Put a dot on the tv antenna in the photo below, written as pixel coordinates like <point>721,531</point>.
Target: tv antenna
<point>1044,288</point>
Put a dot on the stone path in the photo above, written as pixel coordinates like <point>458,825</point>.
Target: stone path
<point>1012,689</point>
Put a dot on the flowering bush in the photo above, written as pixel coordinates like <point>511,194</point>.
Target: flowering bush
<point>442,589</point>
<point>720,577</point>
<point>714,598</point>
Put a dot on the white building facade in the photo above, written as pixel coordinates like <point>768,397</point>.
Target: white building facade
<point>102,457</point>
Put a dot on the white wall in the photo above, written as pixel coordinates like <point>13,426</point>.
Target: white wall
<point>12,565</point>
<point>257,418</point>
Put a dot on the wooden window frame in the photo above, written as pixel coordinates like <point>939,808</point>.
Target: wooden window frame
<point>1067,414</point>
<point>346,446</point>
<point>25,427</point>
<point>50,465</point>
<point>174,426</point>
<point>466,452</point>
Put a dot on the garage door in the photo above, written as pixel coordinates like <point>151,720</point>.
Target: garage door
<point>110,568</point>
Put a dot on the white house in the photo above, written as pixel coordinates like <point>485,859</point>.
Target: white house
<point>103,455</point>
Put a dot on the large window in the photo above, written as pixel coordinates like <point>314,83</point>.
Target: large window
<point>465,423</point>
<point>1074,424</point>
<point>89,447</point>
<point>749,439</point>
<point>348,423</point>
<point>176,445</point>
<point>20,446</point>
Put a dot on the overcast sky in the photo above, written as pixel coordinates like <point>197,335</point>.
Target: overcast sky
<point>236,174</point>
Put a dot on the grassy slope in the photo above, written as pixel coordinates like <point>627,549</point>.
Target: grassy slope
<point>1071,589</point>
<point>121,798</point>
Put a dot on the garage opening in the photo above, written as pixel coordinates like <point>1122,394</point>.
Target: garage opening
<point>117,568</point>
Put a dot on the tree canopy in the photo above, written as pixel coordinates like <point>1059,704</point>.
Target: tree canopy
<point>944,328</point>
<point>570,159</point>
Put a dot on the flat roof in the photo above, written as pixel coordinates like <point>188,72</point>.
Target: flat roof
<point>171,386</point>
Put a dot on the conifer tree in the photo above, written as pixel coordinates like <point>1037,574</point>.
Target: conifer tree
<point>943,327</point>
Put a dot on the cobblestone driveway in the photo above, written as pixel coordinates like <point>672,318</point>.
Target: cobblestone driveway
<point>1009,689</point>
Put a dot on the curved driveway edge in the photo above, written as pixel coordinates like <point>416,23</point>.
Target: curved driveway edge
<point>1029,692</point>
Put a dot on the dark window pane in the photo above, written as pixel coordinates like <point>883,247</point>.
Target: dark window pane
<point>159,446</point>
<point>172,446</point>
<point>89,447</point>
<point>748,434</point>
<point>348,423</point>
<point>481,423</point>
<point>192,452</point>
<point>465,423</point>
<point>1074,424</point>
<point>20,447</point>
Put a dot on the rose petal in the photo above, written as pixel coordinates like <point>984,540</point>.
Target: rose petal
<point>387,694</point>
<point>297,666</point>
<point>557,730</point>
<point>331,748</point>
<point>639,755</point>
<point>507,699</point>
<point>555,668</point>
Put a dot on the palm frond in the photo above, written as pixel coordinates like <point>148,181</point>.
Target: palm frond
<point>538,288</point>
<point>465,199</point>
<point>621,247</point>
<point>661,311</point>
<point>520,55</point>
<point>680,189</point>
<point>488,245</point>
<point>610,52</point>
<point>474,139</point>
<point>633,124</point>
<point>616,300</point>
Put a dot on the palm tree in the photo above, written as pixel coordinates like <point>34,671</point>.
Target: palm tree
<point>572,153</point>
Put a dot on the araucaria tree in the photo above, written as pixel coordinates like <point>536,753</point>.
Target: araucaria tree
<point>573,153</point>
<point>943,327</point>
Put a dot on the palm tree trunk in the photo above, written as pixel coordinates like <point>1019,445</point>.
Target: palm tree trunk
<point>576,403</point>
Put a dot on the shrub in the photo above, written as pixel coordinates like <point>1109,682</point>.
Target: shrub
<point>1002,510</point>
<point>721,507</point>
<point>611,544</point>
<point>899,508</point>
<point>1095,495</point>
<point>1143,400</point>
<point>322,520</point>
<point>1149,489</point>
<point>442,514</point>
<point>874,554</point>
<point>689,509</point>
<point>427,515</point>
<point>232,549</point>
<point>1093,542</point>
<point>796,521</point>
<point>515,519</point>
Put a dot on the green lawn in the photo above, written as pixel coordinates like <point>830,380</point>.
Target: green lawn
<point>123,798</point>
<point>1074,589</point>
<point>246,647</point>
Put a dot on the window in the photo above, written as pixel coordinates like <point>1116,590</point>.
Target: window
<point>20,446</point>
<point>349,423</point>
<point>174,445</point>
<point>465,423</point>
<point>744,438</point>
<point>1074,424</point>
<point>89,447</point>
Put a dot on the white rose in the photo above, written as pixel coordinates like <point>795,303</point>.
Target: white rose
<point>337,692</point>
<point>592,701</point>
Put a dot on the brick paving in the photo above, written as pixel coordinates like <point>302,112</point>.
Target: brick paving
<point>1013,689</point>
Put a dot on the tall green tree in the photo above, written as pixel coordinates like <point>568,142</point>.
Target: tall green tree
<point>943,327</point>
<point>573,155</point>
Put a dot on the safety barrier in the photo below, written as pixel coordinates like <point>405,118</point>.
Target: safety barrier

• Task details
In the listing above, write out the stretch from the line containing "Put a dot on the curved" through the line containing "<point>555,668</point>" as a numbered list, leaving out any blank lines.

• The output
1. Put a dot on the curved driveway edge in the photo above, written as pixel coordinates like <point>416,23</point>.
2. Target: curved driveway edge
3. <point>1029,692</point>
4. Put a dot on the dark window pane in the photo above, written as pixel coordinates like <point>883,247</point>.
5. Target: dark window pane
6. <point>159,446</point>
7. <point>172,446</point>
8. <point>89,447</point>
9. <point>748,434</point>
10. <point>348,423</point>
11. <point>481,423</point>
12. <point>192,452</point>
13. <point>465,423</point>
14. <point>1074,424</point>
15. <point>20,447</point>
16. Put a dot on the rose petal in the photo above, written as pixel coordinates like <point>984,540</point>.
17. Target: rose petal
18. <point>387,694</point>
19. <point>297,666</point>
20. <point>557,730</point>
21. <point>331,748</point>
22. <point>639,755</point>
23. <point>507,699</point>
24. <point>555,668</point>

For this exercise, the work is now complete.